Set in Chile during the 60s and 70s, the novel is narrated by Sebastián Urrutia Lacroix, or Father Urrutia.
The story begins with Sebastián attending a dinner at a prominent literary critic's, named Farewell, house, joined by Neruda and a youger Nerudian. Dinners such as these with similar guests follow, and Sebastián immerses himself in Chile's literary and art world.
Sebastián publishes book reviews, and finds himself in moral conflict with himself and characters around him for the content he writes.
Sebastián is befriended by an writer, Earnst Jünger, and the two of them have wide ranging conversations and visit a depressed and anorexic Guatemalan painter (one of my favorite characters).
Later, Sebastián is sent to Europe by s couple strange businessmen to assist with the implementation of falconry to protect Catholic monuments, and later to teach Marxism to a select group of students.
Throughout each task life brings him to, Sebastián dives in over and over to literature, politics, art, himself, and philosophical questions about life itself. His own successes and failures are brought into question, and above all there is a dialogue between him and his younger self, whom he refers to as "the wizened youth." The wizened youth and him share topics of guilt, betrayl, and resentment.
The end of the book sees Sebastián question wheather there is a difference between him and the wizened youth at all.
The red text were the notes I had written on the page, transcribed under the quote they were in reference to.
"I am dying now, but I still have many things to say" (pg. 1).
"So, propped up on one elbow, I will lift my noble, trembling head, and rummage through my memories to turn up the deeds that shall vindicate me and belie the slanderous rumors the wizened youth spread in a single storm-lit night to sully my name" (pg. 1).
"and imagined that estate where the critic's path was indeed strewn with roses, where knowing how to read was valued, and where taste was more important than practical necessities and obligations," (pg. 5).
"that blessed equilibrium granted to me minutes before by the contemplation of nature" (pg. 19).
"As time goes by, as time goes by, the whip-crack of the years, the precipice of illusions, the ravine that swallows up all human endeavor except the struggle to survive" (pg. 23).
"And little by little the reputation of H. Ibache outstripped that of Sebastián Urrutia Lacroix, to my surprise, and to my satisfaction, since Urrutia Lacroix was preparing a body of poetic work for posterity, an oeuvre of canonical ambition, which would take shape gradually as the years went by, in a metre that nobody was using in Chile any more, what am I saying, a metre that nobody had ever used in Chile, while Ibacache read other people's books and explained them to the public, just as Farewell had done before him, endeavoring to elucidate our literature, a reasonable endeavor, a civilized endeavor, an endeavor pursued in a measured conciliatory tone, like a humble lighthouse on the fatal shore. And Ibache's purity - clothed as it was in the simple garments of critical prose, yet none the less admirable, since it was perfectly clear, whether reading between the lines or viewing the full sweep of the enterprise, that Ibacache was engaged in an ongoing exercise in dispassionate analysis and rationality, that is to say in civic virtue - Ibacache's purity would be able to illuminate far more powerfully than any other strategy the body of work taking shape verse by verse in the diamond-pure mind of his double: Urrutia Lacroix" (pg. 25).

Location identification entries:
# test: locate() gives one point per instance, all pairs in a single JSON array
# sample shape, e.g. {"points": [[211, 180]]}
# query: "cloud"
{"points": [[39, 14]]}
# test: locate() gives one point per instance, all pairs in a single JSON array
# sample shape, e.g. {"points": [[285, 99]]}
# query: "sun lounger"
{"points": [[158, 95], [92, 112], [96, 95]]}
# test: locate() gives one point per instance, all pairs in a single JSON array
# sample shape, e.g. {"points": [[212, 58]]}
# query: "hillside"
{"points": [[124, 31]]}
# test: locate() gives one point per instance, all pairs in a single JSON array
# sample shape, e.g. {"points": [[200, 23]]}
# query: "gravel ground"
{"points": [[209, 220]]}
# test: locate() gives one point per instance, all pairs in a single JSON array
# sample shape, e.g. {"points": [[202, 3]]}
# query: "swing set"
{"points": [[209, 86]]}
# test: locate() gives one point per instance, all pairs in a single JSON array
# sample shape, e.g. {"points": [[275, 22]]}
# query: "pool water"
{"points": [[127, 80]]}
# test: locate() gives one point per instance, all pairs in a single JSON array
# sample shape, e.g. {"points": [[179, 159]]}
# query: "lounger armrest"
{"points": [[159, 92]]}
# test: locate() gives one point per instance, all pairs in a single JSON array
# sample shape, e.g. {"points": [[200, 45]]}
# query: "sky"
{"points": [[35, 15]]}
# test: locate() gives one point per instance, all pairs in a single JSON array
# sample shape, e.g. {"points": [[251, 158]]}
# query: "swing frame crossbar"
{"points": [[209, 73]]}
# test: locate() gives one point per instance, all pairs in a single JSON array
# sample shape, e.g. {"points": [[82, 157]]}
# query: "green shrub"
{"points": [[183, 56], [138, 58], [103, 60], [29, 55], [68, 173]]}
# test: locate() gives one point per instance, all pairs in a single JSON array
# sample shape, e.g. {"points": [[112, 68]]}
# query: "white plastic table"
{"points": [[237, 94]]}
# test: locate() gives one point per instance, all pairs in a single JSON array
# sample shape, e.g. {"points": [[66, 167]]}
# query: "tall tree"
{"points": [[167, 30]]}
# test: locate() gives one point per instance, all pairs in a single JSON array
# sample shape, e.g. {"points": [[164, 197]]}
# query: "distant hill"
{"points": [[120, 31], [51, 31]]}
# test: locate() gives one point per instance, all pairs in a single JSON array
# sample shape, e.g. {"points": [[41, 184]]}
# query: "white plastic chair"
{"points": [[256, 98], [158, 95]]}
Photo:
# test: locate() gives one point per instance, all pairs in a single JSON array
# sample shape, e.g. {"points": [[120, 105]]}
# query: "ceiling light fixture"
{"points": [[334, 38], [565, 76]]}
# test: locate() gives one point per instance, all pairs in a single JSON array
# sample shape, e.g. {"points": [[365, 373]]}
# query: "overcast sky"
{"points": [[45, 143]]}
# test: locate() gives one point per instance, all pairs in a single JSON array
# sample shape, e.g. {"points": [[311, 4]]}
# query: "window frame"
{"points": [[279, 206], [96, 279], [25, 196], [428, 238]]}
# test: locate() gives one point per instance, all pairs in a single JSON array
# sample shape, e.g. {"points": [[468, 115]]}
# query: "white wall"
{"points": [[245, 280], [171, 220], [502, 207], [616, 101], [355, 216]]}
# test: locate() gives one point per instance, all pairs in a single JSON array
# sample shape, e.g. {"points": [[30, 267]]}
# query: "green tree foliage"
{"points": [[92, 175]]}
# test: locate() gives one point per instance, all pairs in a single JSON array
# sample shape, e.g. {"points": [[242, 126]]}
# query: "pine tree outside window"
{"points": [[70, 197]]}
--
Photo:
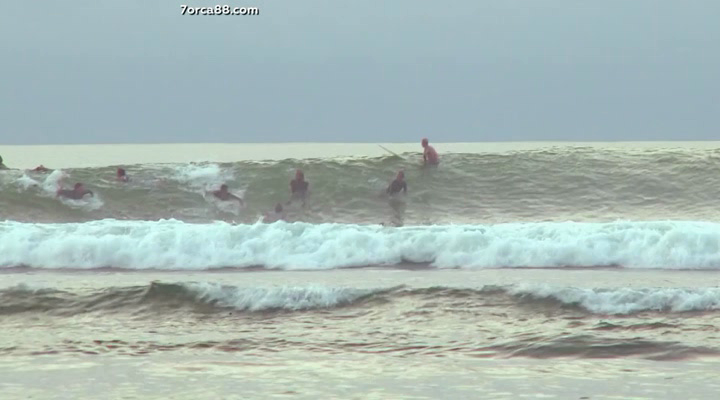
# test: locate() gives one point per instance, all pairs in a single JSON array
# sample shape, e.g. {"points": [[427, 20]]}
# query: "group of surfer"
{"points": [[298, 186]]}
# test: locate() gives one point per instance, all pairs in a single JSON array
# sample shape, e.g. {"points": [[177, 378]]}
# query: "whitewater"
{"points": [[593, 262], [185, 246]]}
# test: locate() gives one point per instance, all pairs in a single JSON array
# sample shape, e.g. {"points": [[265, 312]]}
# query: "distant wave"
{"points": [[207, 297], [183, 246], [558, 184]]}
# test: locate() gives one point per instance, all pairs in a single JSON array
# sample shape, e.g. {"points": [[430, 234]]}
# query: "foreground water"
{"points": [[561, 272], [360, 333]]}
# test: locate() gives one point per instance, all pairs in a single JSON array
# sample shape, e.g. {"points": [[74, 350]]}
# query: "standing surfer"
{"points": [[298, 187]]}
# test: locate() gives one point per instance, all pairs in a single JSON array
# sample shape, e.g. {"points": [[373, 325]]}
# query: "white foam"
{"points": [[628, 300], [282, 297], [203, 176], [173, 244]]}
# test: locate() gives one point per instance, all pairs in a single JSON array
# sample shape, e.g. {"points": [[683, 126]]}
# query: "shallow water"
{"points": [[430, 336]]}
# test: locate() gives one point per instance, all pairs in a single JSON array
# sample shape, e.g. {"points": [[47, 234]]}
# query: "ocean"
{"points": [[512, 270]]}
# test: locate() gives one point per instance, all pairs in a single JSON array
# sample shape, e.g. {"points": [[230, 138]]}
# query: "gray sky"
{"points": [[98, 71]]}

(SET PROBLEM) Please print the part of the novel review that opens with the words "Sebastián is befriended" and closes with "betrayl, and resentment.", copying it word for word.

(ANSWER FOR THE TASK)
Sebastián is befriended by an writer, Earnst Jünger, and the two of them have wide ranging conversations and visit a depressed and anorexic Guatemalan painter (one of my favorite characters).
Later, Sebastián is sent to Europe by s couple strange businessmen to assist with the implementation of falconry to protect Catholic monuments, and later to teach Marxism to a select group of students.
Throughout each task life brings him to, Sebastián dives in over and over to literature, politics, art, himself, and philosophical questions about life itself. His own successes and failures are brought into question, and above all there is a dialogue between him and his younger self, whom he refers to as "the wizened youth." The wizened youth and him share topics of guilt, betrayl, and resentment.